- Written request -
Please copy all the lines that follow, word for word.

- Extracted records -
BEGIN

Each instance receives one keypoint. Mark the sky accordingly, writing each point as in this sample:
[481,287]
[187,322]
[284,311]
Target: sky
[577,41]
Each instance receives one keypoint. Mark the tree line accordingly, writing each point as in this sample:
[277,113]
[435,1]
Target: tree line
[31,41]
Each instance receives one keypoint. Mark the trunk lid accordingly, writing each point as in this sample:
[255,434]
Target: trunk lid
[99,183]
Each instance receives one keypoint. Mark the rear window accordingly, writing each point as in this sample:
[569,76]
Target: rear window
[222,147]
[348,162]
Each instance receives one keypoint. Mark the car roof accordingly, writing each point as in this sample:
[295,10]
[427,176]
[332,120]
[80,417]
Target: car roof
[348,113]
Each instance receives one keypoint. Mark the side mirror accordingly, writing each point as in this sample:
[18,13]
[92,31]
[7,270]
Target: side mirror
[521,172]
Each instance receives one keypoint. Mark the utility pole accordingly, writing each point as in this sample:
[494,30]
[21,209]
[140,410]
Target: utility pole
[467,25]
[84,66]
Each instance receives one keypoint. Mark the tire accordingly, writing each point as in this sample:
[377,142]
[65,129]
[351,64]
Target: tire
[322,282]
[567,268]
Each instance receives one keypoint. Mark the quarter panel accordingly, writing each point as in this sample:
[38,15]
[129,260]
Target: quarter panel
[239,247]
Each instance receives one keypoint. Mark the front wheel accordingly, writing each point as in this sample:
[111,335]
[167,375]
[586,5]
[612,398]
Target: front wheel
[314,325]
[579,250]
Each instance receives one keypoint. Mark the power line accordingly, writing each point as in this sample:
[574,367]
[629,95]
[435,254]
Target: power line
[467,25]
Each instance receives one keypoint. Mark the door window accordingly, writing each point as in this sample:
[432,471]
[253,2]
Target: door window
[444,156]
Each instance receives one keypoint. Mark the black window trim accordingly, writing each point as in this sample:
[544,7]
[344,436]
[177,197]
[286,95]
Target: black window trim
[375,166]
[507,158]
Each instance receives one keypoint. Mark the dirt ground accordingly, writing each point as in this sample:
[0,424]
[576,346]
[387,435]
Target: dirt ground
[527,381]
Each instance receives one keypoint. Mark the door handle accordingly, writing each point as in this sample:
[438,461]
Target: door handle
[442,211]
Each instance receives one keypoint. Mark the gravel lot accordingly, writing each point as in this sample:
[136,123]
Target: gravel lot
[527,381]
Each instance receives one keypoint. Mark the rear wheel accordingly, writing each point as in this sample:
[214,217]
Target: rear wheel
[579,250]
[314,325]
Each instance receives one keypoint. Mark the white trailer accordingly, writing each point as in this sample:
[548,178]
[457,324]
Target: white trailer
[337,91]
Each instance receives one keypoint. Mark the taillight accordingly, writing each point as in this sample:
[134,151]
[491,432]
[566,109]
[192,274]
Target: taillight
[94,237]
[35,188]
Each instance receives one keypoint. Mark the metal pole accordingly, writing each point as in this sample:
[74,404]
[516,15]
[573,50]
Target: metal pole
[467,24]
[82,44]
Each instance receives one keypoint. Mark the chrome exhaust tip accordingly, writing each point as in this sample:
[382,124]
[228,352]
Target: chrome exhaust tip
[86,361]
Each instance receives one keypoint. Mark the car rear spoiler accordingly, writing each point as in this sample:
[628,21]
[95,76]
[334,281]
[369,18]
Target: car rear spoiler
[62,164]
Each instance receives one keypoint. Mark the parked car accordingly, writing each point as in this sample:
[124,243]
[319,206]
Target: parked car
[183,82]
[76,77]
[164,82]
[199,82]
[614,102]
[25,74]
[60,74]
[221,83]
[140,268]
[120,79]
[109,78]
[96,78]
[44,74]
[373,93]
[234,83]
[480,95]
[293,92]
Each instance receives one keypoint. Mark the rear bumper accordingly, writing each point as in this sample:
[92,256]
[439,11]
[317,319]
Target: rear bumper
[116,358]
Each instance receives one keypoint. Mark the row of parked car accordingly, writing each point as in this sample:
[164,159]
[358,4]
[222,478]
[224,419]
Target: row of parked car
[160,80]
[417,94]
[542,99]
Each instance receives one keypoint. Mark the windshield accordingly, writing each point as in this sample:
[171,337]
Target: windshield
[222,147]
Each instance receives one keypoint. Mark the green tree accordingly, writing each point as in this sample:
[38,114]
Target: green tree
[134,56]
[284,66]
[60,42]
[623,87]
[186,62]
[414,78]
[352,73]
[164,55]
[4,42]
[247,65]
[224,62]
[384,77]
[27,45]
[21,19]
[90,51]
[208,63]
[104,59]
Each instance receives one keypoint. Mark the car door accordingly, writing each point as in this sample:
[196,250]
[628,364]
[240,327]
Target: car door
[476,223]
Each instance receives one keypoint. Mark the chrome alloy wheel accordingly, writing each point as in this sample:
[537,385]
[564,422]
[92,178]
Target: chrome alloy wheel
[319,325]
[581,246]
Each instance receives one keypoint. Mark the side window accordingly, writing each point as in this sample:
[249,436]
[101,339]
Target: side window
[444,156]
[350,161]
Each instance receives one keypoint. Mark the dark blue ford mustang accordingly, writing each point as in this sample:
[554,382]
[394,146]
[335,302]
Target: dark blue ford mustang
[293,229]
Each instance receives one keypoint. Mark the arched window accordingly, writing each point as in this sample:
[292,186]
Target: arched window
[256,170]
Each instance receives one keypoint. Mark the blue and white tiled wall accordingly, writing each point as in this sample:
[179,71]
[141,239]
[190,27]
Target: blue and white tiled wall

END

- Right answer -
Each instance receives one keypoint. Mark the sky accordingly, writing each point as in this sample:
[481,287]
[187,322]
[284,311]
Target: sky
[577,41]
Each instance receives one keypoint. Mark the tree line accordingly, writing each point as in this sample:
[277,113]
[435,1]
Target: tree line
[31,41]
Each instance receives one keypoint. Mark the trunk lid accordingly, writing each point as in this sample:
[255,434]
Target: trunk lid
[99,183]
Each instance receives one keypoint. Mark the rear window accordingly, writing each point as in this sample:
[569,76]
Target: rear window
[222,147]
[348,162]
Each instance receives one keypoint. Mark the car roof accordingly, writing each point as in this sample:
[295,10]
[427,176]
[332,120]
[80,417]
Target: car roof
[348,113]
Each instance receives one keypoint. Mark the side mirror accordingly, writing each point as in this sample:
[18,13]
[92,31]
[7,270]
Target: side mirror
[521,172]
Each instance receives one keypoint. Mark the utility pole accordingly, writing each point as in this sample:
[494,30]
[21,209]
[140,410]
Target: utility pole
[467,25]
[84,66]
Each instance receives one keypoint. Mark the tire accordingly, writing each point as in this sample:
[377,142]
[65,129]
[351,64]
Target: tire
[322,282]
[567,268]
Each instance receives one keypoint. Mark the quarter panel accordingly, writing each point as in this sample:
[38,15]
[129,260]
Target: quarter panel
[239,247]
Each instance receives one keypoint. Mark the front wheel accordingly, writing each point as in this sample:
[111,335]
[167,375]
[586,5]
[612,398]
Target: front wheel
[314,325]
[579,250]
Each instance receives one keypoint. Mark the power line accordingly, writing each point as in this sample:
[574,367]
[629,95]
[435,254]
Target: power line
[467,25]
Each instance receives one keypoint. Mark the door window accordingly, writing each point as in this sample:
[432,471]
[253,2]
Target: door window
[444,156]
Each instance receives one keypoint. Mark the black window trim accordingly, writing each point as in this sample:
[544,7]
[344,436]
[177,197]
[286,95]
Target: black window trim
[375,166]
[507,158]
Each instance receives one keypoint. Mark the dirt ground accordingly, writing each point as in this sample:
[0,424]
[576,346]
[387,435]
Target: dirt ground
[527,381]
Each instance receives one keypoint. Mark the door handle accordingly, writing each point as in this sample:
[438,461]
Target: door handle
[442,211]
Each instance receives one keypoint. Mark the gravel lot accordingly, writing each point as in this sample:
[136,123]
Target: gravel lot
[527,381]
Each instance receives one keypoint. Mark the rear wheel accordingly, writing each point as in this sample:
[214,217]
Target: rear wheel
[579,250]
[314,325]
Each instance receives one keypoint. Mark the white trailer accordingly, writing each point as in this sample:
[548,178]
[457,324]
Target: white trailer
[337,91]
Each instance receives one keypoint. Mark the taillight accordingly, writing each point as in this sample:
[134,151]
[491,432]
[566,109]
[192,274]
Target: taillight
[94,237]
[35,188]
Each instance receives one keypoint. Mark the metal pole accordingly, writing each point as in this sample:
[74,404]
[516,15]
[573,50]
Target: metal pole
[467,24]
[82,44]
Each instance receives one keypoint. Mark the chrome exhaust tip accordingly, writing each point as in this sample:
[382,124]
[228,352]
Target: chrome exhaust tip
[86,361]
Each instance receives one keypoint. Mark the car rear spoiler accordingly, writing each point as in this sample:
[628,21]
[95,76]
[334,281]
[369,18]
Target: car rear spoiler
[62,164]
Each instance receives one keypoint. Mark the parked car accordingly, writing each point as in this sample:
[124,243]
[319,206]
Target: parked car
[183,82]
[76,77]
[164,82]
[199,82]
[614,102]
[25,74]
[60,74]
[221,83]
[140,268]
[120,79]
[109,78]
[96,78]
[44,74]
[373,93]
[234,83]
[480,95]
[293,92]
Each instance receives one keypoint. Mark the rear bumper accordingly, writing each point as in this sample:
[92,256]
[439,11]
[317,319]
Target: rear bumper
[116,358]
Each instance receives one keypoint. Mark the row of parked car accordingly, writing each point as in this sample:
[164,159]
[358,4]
[222,478]
[224,419]
Target: row of parked car
[160,80]
[417,94]
[542,99]
Each instance receives one keypoint. Mark the windshield accordingly, writing each point as in this sample:
[171,337]
Target: windshield
[222,147]
Each instance receives one keypoint. Mark the green tree accordingly, writing each point as in this sample:
[38,114]
Target: green tree
[134,56]
[284,66]
[60,42]
[623,87]
[186,62]
[414,78]
[352,73]
[164,55]
[4,42]
[247,65]
[224,62]
[384,77]
[27,45]
[21,19]
[90,51]
[208,63]
[104,59]
Each instance receives one keypoint. Mark the car door accordingly, writing each point as in this sample:
[196,250]
[628,364]
[240,327]
Target: car door
[476,223]
Each instance receives one keypoint. Mark the chrome alloy wheel accordingly, writing each point as in this sample:
[537,385]
[564,422]
[92,178]
Target: chrome alloy wheel
[319,325]
[581,246]
Each instance receives one keypoint. Mark the side window accordingly, writing each point as in this sample:
[249,436]
[101,339]
Target: side window
[444,156]
[350,161]
Each instance receives one keypoint. Mark the dark blue ford mustang accordingly, writing each point as in this sample:
[554,382]
[394,146]
[335,302]
Target: dark blue ford mustang
[293,229]
Each instance receives one keypoint. Mark the arched window accordingly, writing each point as in this sample:
[292,186]
Target: arched window
[256,170]
Each instance receives one keypoint. Mark the blue and white tiled wall accordingly, writing each point as in this sample:
[179,71]
[141,239]
[190,27]
Target: blue and white tiled wall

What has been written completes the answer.